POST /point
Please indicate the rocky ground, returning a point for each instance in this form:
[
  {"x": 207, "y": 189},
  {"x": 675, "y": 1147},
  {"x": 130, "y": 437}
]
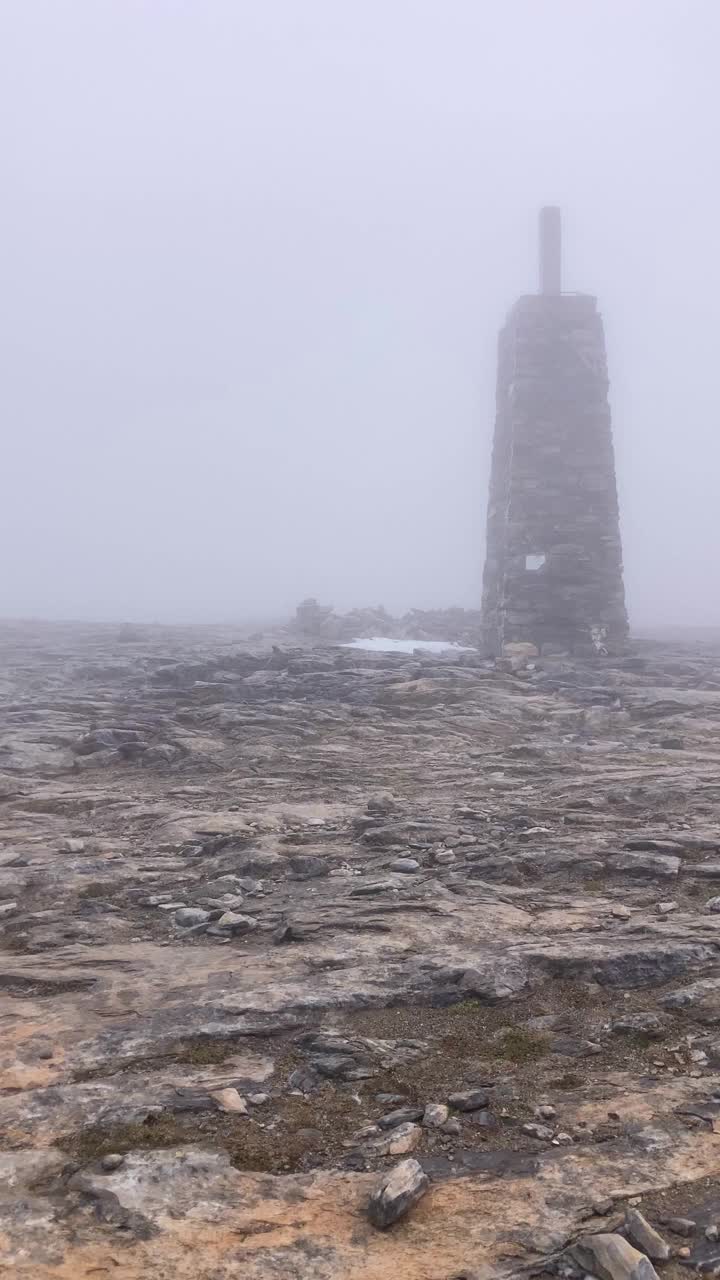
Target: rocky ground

+ + +

> Exercise prompt: Copy all lines from the data that hold the word "ground".

> Response area:
Please indicate the rocky ground, returning a point for each instance in this form:
Target: rocky ground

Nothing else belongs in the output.